Data records:
[START]
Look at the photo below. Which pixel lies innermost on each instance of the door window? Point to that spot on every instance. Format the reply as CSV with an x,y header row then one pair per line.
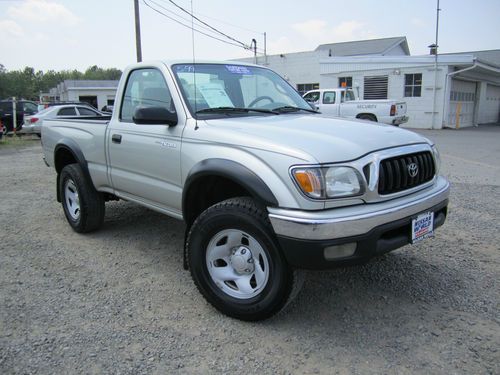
x,y
329,97
145,88
87,112
68,111
30,108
[END]
Instructions to follow: Rewrite the listing above as a Markdown table with the columns "Row" and "Line", giving each nonblank line its own numbered row. Leave the pictures out of the table.

Reply:
| Row | Line |
|---|---|
| 1 | Look at the photo below. Which pixel lies innermost on each instance of the door window? Point to that spot on every instance. Format the reply as CSV with an x,y header row then one pair per line. |
| 2 | x,y |
| 3 | 329,97 |
| 4 | 145,88 |
| 5 | 87,112 |
| 6 | 68,111 |
| 7 | 30,108 |